Texte fourni:
□ □ □ □ □ □ □

- Alexandre Jacob, l’honnête cambrioleur - http://www.atelierdecreationlibertaire.com/alexandre-jacob -

Vrai Lupin et faux semblant à Libé

[1]Un gros dessin, un tout petit texte et cela suffit. Le titre de l’article lui-même, écrit en très gros pour ceux qui aurait du mal à comprendre, permet au jacoblogueur initié de saisir la très forte affliction qui touche son auteur Fabrice Drouzy : Arsène Lupin, le vrai. Vite lu, vite consommé, vite digéré. Peut-être s’agit-il d’une conception originale propre aux pages culturelles de Libération. L’article est paru le 25 février dernier et rend compte de la parution de l’ouvrage à caractère biographique signé par Jacques Colombat, cinéaste de son état et qui aurait mieux fait de le rester. On en reparlera en septembre. Mais à Libé, la vie de Marius Jacob qui inspira la fiction de Maurice Leblanc permet aussi de gloser sur le ridicule rapport historique de l’anarchiste à la violence.

□ □ □ □ □ □ □

Données brutes:

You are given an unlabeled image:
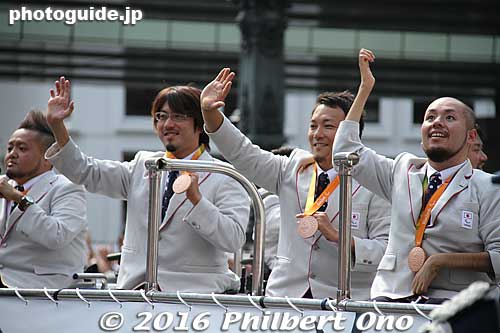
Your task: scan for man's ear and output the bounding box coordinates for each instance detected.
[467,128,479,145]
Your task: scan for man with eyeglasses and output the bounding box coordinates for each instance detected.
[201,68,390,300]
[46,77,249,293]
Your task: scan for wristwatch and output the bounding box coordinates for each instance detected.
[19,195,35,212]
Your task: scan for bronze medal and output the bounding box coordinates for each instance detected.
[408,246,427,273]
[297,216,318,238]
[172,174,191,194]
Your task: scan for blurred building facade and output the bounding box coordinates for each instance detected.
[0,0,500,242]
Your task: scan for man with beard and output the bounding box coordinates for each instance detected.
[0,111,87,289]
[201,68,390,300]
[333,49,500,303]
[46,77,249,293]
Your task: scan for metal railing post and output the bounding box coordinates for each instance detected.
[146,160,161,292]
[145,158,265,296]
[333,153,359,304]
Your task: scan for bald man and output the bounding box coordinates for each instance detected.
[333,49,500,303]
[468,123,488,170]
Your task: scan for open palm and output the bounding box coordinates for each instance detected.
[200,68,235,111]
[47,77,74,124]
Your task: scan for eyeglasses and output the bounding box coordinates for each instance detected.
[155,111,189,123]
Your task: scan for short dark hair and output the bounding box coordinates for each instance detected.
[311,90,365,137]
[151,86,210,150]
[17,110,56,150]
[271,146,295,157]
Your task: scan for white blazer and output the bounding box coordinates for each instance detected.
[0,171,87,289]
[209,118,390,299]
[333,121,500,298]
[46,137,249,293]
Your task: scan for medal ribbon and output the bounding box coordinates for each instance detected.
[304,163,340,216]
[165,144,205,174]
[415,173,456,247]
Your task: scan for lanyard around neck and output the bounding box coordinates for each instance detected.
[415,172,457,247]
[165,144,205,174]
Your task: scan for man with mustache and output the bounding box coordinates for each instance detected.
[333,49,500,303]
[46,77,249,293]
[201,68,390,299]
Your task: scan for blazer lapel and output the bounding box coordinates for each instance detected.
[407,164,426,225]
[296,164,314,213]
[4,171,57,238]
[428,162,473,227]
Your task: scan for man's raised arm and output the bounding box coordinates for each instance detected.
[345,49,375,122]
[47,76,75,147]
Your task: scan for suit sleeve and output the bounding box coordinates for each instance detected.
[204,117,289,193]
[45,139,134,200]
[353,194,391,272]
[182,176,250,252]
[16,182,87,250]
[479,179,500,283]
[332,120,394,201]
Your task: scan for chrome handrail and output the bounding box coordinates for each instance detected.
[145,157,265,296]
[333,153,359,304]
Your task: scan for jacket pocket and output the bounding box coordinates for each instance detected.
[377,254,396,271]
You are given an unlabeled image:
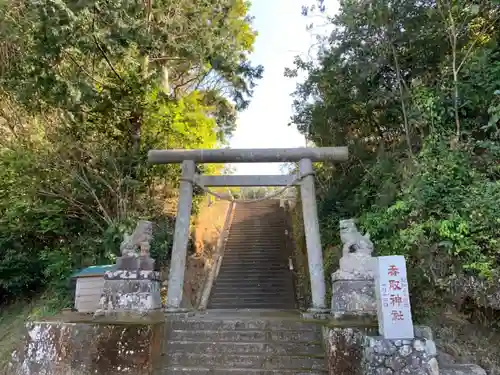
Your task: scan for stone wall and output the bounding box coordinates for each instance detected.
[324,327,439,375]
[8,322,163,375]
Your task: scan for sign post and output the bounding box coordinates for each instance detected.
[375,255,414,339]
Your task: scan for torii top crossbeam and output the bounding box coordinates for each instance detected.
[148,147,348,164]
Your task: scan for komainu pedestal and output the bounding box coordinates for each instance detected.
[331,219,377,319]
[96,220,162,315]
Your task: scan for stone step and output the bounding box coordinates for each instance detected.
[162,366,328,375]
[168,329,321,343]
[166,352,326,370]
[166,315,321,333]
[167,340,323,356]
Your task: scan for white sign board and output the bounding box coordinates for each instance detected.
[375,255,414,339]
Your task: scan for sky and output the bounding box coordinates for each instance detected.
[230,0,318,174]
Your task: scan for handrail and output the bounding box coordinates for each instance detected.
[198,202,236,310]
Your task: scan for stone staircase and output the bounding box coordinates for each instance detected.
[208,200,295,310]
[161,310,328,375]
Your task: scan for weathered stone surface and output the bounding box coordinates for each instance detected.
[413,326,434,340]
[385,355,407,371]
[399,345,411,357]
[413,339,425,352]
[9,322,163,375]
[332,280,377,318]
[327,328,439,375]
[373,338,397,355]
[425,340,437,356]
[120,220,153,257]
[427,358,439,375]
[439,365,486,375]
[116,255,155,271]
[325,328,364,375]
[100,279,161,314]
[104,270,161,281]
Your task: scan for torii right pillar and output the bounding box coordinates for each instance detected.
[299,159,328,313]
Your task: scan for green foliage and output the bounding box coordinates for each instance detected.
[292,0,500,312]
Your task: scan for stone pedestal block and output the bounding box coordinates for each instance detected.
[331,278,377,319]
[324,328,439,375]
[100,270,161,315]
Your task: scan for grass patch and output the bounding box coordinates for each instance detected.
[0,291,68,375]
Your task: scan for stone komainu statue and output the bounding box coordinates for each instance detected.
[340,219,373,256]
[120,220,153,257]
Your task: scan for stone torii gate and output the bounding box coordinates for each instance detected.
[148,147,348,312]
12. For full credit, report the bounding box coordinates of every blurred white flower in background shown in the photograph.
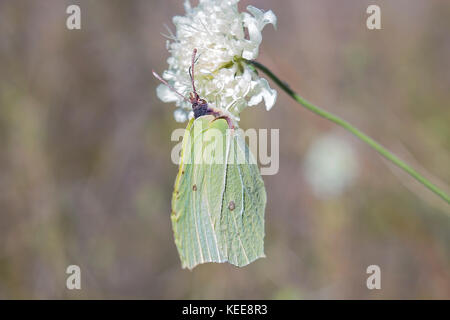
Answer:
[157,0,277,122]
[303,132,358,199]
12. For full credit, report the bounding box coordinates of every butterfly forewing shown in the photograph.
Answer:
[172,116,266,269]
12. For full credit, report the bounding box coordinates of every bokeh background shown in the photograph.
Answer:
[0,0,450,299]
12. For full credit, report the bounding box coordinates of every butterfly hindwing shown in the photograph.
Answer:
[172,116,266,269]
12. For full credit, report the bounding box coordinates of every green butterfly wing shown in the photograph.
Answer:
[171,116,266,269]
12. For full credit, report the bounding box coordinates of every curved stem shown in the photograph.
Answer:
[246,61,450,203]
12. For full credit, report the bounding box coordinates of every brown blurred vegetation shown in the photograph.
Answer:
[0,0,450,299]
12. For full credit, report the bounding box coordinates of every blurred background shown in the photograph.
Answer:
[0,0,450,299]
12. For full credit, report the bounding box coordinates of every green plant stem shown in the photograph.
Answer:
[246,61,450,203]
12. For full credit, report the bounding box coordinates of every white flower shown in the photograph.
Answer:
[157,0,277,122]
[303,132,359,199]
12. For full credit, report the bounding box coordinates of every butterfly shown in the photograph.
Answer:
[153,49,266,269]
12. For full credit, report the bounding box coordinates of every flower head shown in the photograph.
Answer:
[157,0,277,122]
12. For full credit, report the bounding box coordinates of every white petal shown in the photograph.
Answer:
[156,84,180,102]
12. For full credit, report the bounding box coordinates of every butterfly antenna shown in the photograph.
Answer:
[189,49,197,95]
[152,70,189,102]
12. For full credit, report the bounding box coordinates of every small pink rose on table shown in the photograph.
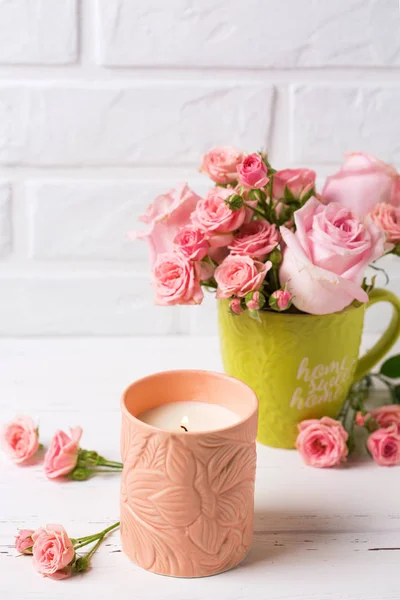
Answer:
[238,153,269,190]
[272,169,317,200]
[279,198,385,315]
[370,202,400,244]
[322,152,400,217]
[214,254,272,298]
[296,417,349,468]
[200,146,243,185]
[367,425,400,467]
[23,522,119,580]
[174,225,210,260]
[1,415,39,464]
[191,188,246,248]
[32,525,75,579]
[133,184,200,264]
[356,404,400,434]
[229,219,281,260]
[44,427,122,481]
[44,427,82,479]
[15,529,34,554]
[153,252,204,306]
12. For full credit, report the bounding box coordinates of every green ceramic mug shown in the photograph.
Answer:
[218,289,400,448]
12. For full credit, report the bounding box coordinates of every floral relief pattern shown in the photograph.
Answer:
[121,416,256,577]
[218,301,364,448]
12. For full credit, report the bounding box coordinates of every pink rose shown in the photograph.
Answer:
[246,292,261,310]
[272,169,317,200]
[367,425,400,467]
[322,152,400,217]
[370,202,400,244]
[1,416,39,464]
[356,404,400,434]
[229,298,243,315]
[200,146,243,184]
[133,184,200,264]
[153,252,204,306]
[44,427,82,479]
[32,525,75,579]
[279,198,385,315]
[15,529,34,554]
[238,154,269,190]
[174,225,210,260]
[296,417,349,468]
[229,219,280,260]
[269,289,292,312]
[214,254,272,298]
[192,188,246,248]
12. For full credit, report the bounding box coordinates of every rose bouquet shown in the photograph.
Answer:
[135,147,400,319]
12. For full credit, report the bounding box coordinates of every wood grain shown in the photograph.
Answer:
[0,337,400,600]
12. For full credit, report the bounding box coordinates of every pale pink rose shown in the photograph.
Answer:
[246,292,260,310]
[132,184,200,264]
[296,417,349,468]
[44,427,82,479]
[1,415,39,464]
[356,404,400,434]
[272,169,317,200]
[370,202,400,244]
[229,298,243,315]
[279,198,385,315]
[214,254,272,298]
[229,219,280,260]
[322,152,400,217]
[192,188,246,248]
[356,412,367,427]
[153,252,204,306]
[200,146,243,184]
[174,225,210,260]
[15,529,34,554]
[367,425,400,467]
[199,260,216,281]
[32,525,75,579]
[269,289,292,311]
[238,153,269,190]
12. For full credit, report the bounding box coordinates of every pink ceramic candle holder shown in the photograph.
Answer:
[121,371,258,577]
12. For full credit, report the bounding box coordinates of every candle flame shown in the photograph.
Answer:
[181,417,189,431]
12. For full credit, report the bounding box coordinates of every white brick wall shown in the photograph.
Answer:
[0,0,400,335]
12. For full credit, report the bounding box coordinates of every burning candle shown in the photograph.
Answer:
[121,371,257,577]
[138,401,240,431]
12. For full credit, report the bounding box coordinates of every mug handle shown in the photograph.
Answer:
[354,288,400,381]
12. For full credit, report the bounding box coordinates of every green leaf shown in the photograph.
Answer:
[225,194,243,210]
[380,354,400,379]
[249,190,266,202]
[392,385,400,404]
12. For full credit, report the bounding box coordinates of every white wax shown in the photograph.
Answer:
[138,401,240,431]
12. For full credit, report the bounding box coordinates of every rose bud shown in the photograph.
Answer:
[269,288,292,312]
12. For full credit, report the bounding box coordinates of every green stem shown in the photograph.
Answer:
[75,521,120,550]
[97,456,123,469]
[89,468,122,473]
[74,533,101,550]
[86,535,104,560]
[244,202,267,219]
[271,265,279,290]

□ □ □ □ □ □ □

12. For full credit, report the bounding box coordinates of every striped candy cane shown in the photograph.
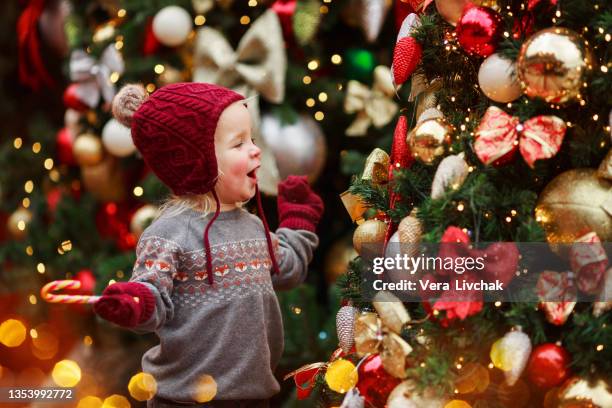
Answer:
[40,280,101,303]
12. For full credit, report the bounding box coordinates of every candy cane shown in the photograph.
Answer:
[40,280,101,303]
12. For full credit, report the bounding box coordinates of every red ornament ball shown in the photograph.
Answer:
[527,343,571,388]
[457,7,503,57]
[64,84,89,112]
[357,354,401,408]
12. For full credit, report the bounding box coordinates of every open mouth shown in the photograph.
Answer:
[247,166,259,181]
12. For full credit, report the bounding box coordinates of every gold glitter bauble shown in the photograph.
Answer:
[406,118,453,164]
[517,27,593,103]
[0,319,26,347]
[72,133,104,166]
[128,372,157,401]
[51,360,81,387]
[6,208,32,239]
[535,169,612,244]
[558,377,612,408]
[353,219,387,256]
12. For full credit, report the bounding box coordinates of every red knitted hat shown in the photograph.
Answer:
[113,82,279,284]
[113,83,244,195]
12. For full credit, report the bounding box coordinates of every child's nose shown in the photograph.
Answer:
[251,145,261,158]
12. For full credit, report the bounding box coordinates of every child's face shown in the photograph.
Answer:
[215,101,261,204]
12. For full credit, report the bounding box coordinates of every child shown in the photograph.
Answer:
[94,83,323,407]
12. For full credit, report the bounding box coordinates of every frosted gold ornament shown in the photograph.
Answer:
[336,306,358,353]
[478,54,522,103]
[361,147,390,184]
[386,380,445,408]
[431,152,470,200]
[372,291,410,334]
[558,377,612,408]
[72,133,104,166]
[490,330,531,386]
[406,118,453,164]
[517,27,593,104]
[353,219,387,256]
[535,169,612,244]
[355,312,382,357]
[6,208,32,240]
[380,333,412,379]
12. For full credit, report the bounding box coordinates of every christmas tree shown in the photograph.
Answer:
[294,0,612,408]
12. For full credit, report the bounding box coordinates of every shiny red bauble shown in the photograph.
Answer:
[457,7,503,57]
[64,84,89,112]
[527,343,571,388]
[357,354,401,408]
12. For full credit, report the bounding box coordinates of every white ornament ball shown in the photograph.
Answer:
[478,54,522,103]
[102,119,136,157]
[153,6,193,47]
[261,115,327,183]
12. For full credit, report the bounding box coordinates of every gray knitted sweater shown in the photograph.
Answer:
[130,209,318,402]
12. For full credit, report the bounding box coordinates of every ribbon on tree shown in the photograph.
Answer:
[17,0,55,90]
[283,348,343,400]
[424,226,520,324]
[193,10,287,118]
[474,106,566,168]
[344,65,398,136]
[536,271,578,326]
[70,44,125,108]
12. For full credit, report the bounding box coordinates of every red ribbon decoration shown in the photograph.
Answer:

□ □ □ □ □ □ □

Exercice à traiter: D'après le texte fourni, qui signe l'ouvrage à caractère biographique dont rend compte l'article de Libération ?

Corrigé détaillé: Jacques Colombat, cinéaste.